* Task goal:
Give back, unchanged, each line from the one containing "TARGET = sky" through the last line of the entries below.

* Listed entries:

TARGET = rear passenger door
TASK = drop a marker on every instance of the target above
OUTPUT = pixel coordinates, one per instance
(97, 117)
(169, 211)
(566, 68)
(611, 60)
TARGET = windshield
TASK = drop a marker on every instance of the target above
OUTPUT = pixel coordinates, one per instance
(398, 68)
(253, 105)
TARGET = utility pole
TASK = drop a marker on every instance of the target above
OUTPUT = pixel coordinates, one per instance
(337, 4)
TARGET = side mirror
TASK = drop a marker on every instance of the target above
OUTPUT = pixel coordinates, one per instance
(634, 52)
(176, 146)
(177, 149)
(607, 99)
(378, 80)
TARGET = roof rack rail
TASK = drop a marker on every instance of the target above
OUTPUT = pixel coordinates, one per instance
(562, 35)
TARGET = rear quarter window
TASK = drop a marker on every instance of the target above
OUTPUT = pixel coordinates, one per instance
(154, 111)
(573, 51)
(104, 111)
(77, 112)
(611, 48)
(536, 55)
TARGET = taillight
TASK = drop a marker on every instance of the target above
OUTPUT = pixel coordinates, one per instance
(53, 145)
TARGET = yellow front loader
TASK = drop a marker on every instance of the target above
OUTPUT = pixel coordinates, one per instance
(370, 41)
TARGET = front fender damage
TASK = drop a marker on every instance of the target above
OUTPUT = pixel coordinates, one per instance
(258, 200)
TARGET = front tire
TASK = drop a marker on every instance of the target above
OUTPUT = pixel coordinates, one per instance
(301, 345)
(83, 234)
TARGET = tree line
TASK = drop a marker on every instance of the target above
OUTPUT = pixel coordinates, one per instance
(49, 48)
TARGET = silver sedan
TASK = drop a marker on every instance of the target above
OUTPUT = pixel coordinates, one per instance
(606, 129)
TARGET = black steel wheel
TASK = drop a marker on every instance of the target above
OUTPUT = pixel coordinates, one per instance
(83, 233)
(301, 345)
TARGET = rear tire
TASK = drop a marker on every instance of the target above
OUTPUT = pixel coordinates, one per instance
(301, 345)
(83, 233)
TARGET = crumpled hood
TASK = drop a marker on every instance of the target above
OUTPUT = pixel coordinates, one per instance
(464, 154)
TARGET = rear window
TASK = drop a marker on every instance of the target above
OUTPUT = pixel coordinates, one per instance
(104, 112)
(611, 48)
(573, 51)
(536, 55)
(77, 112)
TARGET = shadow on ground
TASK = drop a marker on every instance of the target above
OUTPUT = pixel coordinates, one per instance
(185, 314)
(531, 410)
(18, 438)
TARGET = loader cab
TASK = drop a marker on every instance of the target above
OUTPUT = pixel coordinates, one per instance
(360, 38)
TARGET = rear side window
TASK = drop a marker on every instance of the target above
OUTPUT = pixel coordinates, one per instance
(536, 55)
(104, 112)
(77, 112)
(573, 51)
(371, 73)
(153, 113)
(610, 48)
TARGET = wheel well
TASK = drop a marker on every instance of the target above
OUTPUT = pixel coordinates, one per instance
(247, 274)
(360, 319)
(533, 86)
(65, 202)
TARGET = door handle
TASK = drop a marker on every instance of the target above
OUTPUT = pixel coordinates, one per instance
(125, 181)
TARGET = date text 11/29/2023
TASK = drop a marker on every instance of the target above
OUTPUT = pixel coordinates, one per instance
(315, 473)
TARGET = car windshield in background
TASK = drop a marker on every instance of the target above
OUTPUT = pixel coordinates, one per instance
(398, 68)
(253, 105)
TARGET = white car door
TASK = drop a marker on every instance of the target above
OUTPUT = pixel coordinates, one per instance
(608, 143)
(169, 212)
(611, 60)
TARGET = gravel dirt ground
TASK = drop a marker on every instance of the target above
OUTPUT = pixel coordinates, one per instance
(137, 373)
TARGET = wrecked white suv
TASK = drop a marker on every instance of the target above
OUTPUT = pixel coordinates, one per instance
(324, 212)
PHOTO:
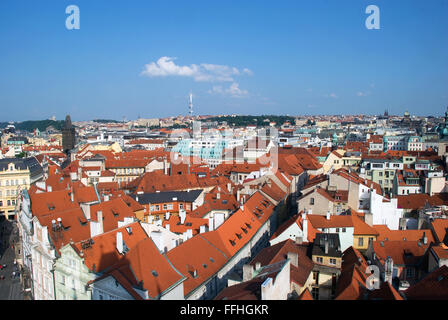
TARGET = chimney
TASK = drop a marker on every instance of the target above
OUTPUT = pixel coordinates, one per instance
(388, 269)
(99, 214)
(247, 272)
(294, 258)
(210, 224)
(305, 227)
(182, 216)
(120, 242)
(86, 210)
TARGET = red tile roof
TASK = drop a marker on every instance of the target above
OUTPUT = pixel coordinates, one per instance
(102, 251)
(433, 287)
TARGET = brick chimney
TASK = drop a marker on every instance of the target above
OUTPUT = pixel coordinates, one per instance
(248, 271)
(294, 258)
(120, 242)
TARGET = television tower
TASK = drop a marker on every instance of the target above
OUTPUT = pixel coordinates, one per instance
(190, 104)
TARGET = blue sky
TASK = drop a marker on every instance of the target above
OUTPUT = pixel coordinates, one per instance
(142, 58)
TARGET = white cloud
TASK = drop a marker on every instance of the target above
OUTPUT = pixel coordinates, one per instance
(204, 72)
(363, 94)
(233, 91)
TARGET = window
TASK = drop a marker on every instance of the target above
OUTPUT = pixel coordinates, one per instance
(316, 276)
(360, 241)
(315, 293)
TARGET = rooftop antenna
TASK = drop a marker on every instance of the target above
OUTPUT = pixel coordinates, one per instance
(190, 104)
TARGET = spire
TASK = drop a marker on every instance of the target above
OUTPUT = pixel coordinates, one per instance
(190, 104)
(68, 122)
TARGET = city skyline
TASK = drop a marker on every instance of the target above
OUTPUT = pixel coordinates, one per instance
(292, 58)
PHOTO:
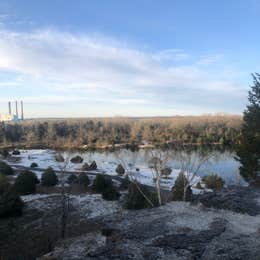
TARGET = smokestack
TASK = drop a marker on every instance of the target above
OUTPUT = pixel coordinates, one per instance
(16, 107)
(9, 107)
(22, 117)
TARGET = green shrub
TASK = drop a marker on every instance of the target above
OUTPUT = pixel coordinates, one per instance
(93, 166)
(4, 184)
(178, 189)
(59, 158)
(49, 177)
(84, 179)
(213, 182)
(104, 185)
(72, 179)
(100, 183)
(120, 169)
(125, 183)
(4, 153)
(34, 165)
(166, 172)
(25, 183)
(135, 199)
(76, 159)
(5, 168)
(110, 193)
(198, 186)
(10, 204)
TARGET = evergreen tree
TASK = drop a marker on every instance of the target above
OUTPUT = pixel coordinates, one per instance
(248, 149)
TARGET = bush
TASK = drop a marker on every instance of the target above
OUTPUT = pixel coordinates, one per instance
(34, 165)
(85, 167)
(16, 152)
(136, 200)
(72, 179)
(5, 168)
(104, 185)
(93, 166)
(166, 172)
(4, 184)
(49, 177)
(4, 153)
(10, 204)
(125, 183)
(178, 189)
(83, 179)
(76, 159)
(120, 169)
(213, 182)
(25, 183)
(198, 186)
(59, 158)
(110, 193)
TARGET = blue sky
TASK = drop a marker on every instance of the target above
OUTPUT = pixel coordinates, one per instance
(128, 58)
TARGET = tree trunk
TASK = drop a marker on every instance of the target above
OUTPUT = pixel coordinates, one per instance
(158, 188)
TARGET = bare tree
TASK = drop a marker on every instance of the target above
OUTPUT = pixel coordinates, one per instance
(157, 163)
(64, 197)
(129, 163)
(190, 165)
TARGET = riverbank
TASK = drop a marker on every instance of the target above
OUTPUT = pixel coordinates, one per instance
(99, 229)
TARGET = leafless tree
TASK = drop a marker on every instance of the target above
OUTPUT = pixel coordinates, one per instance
(190, 165)
(129, 163)
(158, 160)
(64, 197)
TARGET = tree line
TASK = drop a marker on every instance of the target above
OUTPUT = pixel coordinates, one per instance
(219, 129)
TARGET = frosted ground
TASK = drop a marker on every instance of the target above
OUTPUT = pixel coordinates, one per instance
(108, 161)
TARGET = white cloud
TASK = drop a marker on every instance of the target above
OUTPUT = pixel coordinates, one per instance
(62, 67)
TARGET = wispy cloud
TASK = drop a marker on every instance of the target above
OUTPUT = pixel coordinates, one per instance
(59, 66)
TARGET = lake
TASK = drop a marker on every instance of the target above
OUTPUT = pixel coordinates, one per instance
(217, 161)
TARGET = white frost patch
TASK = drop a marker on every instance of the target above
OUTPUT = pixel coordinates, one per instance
(31, 197)
(197, 218)
(91, 206)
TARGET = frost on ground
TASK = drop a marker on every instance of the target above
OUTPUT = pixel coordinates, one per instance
(87, 206)
(107, 163)
(92, 206)
(177, 230)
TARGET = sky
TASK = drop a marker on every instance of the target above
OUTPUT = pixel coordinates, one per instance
(85, 58)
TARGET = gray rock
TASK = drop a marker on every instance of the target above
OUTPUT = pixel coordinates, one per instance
(237, 199)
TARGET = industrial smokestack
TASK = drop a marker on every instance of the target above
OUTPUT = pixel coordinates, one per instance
(9, 107)
(22, 117)
(16, 107)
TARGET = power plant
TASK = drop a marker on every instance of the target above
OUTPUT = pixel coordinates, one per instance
(11, 116)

* Response below:
TARGET = sky
TASK = drop a marker on every instance of the target above
OUTPUT = pixel coordinates, one per instance
(85, 58)
TARGET = gray rock
TASK = drop a marker on every instance of the target above
OUTPUT = pixel coordinates, one per instance
(237, 199)
TARGET = industrial smokestack
TASK = drop a marker on every instance of the target above
OUTPUT = pixel coordinates, one per instance
(9, 107)
(22, 117)
(16, 107)
TARGET = power plant
TASK = drop a marker on every instance of the target above
OUTPUT = pixel coordinates, one per instance
(11, 116)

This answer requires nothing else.